## DATA TO EXAMINE
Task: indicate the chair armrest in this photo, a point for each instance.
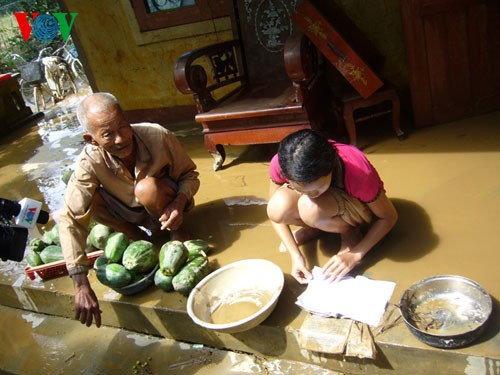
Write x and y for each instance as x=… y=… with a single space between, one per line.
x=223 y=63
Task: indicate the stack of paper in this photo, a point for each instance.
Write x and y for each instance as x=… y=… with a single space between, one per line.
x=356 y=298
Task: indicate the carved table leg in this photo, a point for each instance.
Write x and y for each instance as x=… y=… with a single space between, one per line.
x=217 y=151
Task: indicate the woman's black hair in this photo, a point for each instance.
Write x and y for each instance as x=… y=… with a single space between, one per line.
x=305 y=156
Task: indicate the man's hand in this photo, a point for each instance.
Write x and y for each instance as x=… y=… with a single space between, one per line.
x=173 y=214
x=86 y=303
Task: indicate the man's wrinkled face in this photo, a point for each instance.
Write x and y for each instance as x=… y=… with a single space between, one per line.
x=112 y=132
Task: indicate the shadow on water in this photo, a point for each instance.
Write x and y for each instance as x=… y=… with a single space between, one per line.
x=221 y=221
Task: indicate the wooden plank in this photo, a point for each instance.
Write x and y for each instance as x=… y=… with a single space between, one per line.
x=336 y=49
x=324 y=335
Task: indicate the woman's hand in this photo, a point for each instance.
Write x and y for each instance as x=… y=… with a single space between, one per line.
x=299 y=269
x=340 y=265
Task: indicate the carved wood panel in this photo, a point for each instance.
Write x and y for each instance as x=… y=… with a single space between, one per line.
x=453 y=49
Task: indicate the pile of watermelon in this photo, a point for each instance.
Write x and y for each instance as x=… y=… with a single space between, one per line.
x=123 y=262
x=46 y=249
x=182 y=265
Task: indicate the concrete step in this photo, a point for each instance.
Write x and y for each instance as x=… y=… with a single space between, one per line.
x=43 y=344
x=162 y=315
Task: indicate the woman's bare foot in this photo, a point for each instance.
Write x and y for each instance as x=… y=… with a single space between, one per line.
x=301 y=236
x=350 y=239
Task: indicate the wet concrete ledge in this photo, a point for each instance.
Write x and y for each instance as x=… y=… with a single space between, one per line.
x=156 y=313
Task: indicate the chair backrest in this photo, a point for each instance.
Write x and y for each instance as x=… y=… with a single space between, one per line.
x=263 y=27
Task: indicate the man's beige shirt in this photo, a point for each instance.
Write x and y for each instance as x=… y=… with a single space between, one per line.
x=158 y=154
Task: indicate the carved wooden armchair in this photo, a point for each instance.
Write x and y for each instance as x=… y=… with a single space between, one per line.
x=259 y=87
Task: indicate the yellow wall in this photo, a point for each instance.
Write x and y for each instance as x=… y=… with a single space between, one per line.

## ASSIGNED TASK
Gather from the entries above all lines that include the string "hand".

## RESULT OF THE TASK
Task: indicate the man's hand in this photo, a point for each instance.
Task: indicate the woman's hand in this photo, a point for each instance.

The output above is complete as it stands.